## START
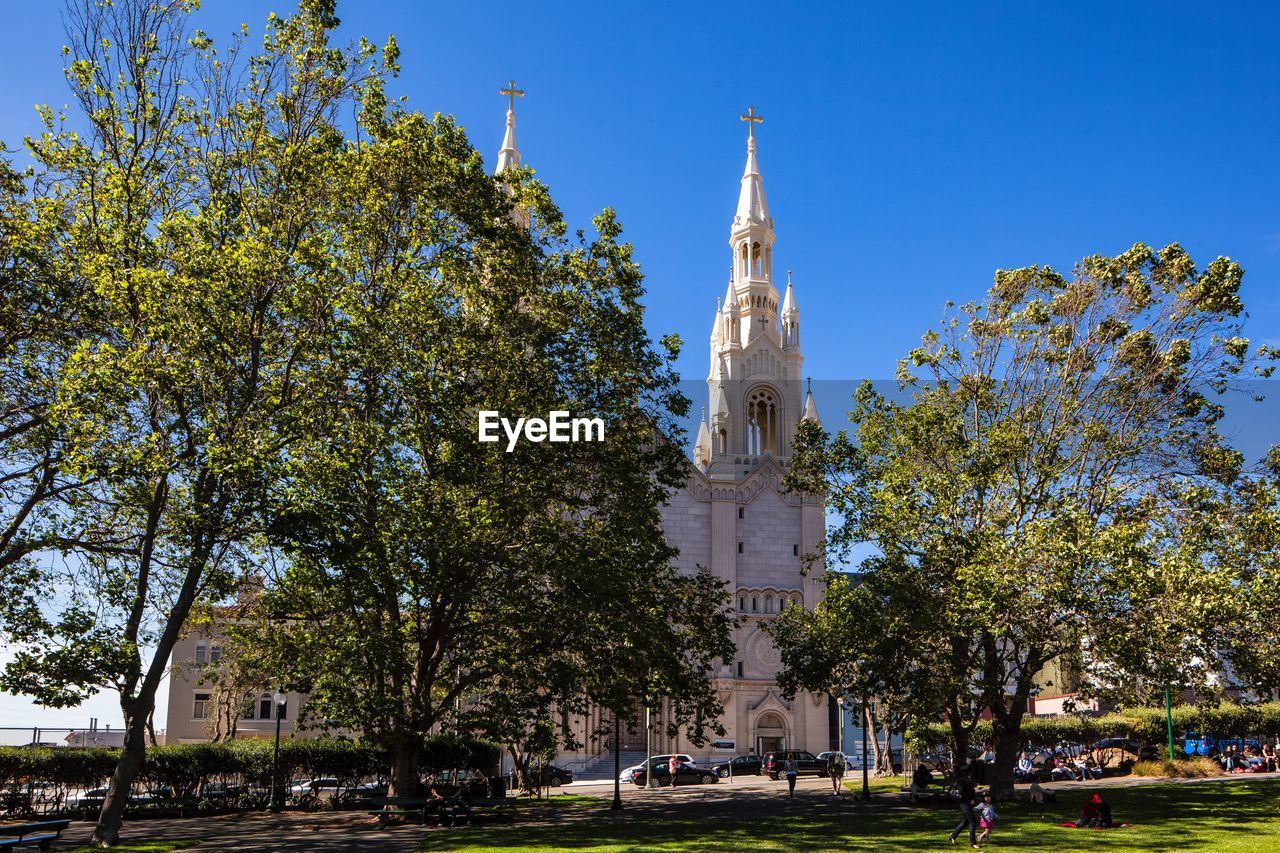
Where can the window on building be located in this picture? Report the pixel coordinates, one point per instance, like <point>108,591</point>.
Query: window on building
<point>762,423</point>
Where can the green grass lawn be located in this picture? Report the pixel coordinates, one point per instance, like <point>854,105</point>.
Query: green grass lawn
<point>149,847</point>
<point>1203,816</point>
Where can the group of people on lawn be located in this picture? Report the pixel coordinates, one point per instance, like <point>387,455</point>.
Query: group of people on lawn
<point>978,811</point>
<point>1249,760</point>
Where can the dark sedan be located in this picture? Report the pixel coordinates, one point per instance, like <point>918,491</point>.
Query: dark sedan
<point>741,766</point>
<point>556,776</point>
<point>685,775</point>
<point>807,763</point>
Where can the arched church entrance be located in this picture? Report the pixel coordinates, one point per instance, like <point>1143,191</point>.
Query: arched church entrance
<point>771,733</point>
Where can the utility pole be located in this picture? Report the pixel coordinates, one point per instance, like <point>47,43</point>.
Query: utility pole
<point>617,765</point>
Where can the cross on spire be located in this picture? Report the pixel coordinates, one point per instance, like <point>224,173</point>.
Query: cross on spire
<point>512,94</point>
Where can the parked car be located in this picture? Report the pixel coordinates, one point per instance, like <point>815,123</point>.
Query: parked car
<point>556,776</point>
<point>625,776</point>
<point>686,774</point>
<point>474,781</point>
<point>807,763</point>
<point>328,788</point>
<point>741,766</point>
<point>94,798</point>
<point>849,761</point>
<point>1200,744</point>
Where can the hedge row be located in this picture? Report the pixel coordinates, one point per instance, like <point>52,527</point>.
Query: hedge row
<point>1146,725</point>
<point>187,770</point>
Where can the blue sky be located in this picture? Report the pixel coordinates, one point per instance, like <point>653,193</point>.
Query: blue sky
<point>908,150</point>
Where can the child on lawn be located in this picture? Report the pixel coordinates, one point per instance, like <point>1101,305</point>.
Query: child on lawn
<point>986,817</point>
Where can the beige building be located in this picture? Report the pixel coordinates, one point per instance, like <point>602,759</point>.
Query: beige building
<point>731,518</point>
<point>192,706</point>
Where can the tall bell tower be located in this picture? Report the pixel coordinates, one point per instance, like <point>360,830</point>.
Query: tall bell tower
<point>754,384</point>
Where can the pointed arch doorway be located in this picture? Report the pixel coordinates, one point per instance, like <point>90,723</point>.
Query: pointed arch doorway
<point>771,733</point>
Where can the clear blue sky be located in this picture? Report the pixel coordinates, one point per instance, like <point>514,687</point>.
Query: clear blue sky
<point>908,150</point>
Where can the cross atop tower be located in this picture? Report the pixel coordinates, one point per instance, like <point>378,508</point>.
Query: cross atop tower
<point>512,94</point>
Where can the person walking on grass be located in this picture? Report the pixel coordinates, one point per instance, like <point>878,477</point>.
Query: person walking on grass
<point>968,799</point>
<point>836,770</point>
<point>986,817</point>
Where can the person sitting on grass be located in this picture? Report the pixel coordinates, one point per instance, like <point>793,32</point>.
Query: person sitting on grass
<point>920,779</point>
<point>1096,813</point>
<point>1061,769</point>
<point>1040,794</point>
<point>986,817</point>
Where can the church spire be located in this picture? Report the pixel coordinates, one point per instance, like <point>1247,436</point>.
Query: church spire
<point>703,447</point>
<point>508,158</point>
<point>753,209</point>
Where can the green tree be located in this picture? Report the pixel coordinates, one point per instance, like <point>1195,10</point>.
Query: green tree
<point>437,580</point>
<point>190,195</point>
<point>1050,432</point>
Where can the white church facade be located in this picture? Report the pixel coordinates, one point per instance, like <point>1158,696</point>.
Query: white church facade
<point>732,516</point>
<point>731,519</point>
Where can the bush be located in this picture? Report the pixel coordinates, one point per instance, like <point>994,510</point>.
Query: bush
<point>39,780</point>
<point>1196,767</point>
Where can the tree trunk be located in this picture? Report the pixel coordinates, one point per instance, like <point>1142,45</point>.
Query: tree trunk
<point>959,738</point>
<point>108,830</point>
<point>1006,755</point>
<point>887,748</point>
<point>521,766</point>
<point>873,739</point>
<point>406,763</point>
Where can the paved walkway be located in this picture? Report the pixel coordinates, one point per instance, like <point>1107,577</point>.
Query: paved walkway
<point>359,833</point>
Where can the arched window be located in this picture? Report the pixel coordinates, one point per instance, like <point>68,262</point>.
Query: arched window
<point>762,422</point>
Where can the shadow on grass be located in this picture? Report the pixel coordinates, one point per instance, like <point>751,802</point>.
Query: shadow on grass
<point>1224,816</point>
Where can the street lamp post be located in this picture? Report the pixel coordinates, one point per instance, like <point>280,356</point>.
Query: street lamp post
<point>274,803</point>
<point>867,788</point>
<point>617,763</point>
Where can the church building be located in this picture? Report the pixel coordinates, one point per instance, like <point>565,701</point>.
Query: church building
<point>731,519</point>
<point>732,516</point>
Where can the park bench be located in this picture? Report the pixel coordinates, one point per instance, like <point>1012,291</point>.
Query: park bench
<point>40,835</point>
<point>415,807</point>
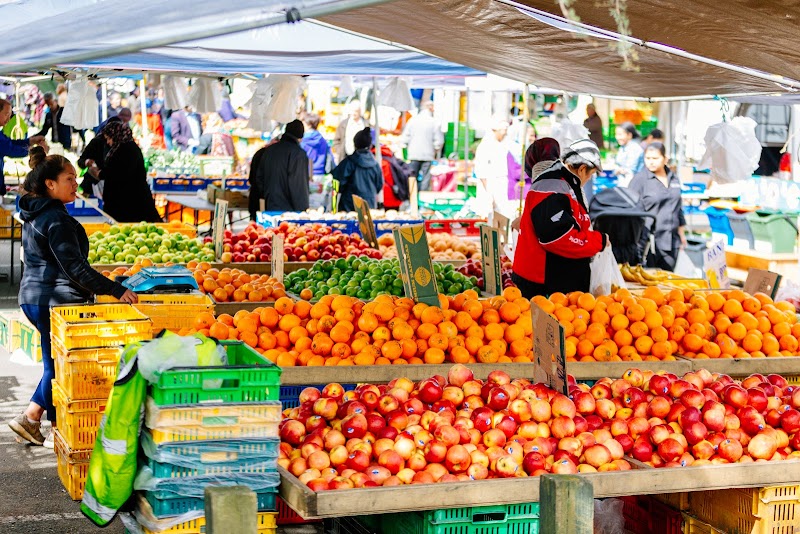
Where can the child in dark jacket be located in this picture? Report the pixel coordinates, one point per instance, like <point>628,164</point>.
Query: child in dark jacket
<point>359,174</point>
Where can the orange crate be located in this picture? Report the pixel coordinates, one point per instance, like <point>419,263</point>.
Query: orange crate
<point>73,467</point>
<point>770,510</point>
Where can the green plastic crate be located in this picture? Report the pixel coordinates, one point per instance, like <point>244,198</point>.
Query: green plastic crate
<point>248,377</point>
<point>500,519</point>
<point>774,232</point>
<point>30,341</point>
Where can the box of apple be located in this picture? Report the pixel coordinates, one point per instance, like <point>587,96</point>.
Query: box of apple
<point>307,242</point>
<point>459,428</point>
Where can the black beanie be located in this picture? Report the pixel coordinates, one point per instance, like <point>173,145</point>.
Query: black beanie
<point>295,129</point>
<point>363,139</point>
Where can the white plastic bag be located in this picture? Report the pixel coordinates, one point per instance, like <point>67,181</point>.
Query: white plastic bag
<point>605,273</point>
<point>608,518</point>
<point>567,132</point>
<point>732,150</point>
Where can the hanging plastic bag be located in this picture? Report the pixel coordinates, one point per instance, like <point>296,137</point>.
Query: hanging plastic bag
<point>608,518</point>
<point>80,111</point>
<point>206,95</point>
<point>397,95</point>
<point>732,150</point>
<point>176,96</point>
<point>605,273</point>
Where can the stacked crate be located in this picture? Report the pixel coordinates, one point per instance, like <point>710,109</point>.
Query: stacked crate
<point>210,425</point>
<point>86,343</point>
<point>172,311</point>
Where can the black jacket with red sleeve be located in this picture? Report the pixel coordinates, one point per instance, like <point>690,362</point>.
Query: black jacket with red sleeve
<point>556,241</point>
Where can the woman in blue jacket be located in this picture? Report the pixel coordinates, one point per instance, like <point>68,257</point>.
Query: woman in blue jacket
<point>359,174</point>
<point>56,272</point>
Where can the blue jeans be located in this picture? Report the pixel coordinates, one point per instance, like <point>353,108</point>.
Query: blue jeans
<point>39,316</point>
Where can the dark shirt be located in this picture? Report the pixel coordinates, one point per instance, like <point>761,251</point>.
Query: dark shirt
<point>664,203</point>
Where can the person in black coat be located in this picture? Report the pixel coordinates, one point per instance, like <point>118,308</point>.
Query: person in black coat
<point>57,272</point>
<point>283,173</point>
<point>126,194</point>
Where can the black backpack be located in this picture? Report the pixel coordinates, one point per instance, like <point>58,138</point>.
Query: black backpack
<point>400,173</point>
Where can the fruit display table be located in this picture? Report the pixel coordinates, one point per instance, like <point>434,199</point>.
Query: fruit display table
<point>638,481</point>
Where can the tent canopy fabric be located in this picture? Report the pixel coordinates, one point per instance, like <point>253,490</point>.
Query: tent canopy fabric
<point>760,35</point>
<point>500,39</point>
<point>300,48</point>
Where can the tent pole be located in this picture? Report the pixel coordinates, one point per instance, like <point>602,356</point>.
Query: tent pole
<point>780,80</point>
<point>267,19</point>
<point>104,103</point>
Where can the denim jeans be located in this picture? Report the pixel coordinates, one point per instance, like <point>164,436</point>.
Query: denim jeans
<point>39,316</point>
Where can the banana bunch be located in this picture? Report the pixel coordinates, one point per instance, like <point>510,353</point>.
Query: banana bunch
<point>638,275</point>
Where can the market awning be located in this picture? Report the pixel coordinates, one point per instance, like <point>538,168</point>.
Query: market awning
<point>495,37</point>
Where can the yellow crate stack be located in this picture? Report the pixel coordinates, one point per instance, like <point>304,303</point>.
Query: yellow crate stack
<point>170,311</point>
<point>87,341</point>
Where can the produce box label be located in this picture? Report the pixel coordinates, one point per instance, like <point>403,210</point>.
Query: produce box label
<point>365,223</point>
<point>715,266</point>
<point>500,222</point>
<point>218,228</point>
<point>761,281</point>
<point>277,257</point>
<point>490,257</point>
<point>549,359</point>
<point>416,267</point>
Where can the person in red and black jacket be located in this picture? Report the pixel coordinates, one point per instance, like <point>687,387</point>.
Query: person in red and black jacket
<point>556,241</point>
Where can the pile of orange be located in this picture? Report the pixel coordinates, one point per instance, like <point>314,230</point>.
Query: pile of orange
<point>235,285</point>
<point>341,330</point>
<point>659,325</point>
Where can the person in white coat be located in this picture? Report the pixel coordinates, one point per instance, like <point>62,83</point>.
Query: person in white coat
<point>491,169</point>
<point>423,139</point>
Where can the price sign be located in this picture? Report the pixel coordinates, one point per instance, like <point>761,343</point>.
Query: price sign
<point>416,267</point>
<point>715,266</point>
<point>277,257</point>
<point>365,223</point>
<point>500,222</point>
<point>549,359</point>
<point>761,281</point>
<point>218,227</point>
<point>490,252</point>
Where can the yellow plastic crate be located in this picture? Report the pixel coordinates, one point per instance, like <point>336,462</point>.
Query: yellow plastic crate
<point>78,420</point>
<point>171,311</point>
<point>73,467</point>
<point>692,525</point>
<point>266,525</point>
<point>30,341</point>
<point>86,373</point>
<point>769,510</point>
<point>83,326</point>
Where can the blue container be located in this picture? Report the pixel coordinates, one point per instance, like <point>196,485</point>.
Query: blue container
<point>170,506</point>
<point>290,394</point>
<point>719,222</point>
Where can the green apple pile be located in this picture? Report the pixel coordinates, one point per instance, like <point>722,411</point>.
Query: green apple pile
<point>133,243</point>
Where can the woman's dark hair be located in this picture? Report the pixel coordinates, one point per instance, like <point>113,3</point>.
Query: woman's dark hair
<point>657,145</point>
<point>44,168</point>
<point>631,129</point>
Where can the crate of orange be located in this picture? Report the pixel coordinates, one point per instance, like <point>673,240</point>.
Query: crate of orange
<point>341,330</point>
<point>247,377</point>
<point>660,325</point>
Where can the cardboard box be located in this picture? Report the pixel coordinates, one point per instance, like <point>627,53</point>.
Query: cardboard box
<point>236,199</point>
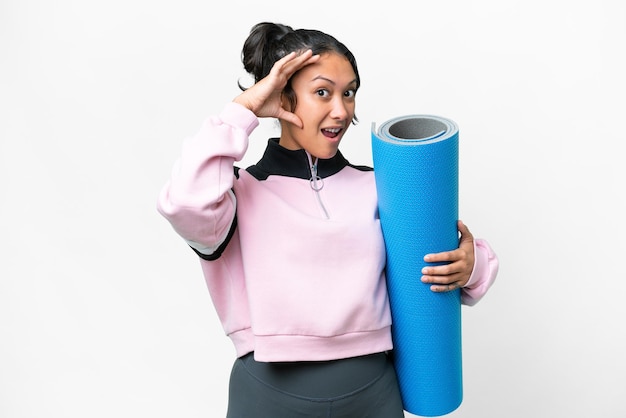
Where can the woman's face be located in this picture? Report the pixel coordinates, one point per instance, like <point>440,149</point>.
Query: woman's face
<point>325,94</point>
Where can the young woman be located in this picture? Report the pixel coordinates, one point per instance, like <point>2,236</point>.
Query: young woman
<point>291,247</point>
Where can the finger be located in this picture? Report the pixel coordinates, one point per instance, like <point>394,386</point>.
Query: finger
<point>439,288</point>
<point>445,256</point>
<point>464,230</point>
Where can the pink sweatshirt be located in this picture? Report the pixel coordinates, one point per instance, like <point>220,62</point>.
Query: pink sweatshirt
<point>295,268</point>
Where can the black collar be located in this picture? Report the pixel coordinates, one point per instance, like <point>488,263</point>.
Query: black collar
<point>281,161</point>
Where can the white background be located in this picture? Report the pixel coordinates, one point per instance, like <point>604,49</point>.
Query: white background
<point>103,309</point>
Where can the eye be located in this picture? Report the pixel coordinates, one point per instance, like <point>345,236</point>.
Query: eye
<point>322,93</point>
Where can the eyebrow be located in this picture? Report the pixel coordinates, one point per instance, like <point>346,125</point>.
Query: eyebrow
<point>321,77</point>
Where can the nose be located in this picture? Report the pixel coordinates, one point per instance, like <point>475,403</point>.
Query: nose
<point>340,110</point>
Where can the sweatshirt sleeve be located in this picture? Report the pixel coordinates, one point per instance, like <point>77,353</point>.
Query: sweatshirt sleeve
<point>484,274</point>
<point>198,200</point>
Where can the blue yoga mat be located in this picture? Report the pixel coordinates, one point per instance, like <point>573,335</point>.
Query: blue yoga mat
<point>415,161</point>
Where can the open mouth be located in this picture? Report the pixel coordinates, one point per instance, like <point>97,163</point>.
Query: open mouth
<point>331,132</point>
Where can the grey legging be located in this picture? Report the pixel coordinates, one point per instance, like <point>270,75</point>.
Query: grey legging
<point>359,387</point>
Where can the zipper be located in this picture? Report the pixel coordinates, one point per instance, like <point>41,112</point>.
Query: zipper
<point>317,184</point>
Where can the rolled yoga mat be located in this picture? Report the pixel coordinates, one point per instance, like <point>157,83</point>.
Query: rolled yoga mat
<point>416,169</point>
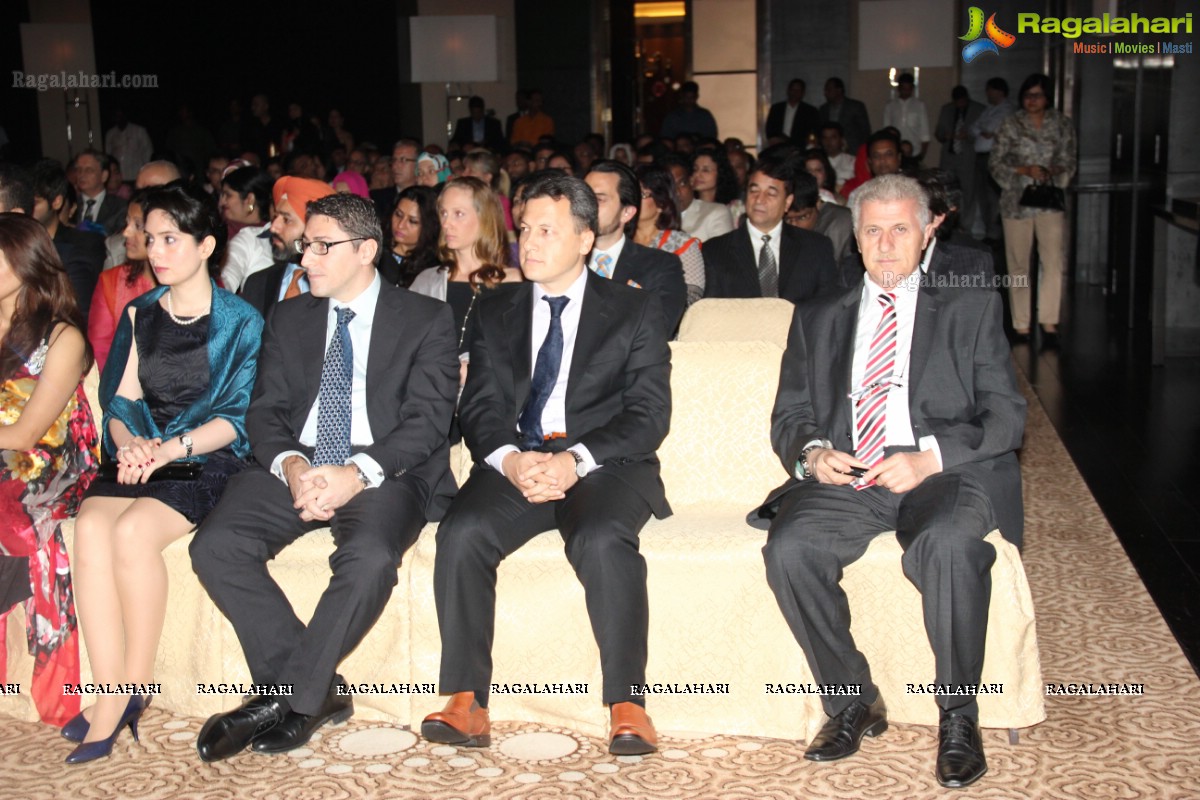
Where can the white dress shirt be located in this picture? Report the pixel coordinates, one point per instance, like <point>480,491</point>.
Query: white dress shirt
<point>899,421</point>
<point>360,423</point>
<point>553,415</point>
## END
_To be done_.
Copy out everything in the data from the line containing "Where can the cross atop" down to the line containing "<point>753,209</point>", both of those lines included, with every character unchanged.

_Result of this task_.
Where can the cross atop tower be located in this picture? Report the pixel coordinates, one point per instance, like <point>378,508</point>.
Query: cross atop tower
<point>512,94</point>
Where can the person walking on grass be located in this picture? Report the pixel coordinates, one point per instance, like <point>878,477</point>.
Query: person walking on grass
<point>968,799</point>
<point>836,770</point>
<point>986,817</point>
Where can the person sitting on grass be located in this picture? Report the pixel coordinates, one point per instance, like <point>793,32</point>.
Query: person sitting on grass
<point>920,779</point>
<point>1096,813</point>
<point>1061,769</point>
<point>1040,794</point>
<point>986,817</point>
Where can the church spire be located in this picture? Report the pixel coordinates, one point per instance, like <point>1247,436</point>.
Query: church spire
<point>703,447</point>
<point>508,158</point>
<point>753,209</point>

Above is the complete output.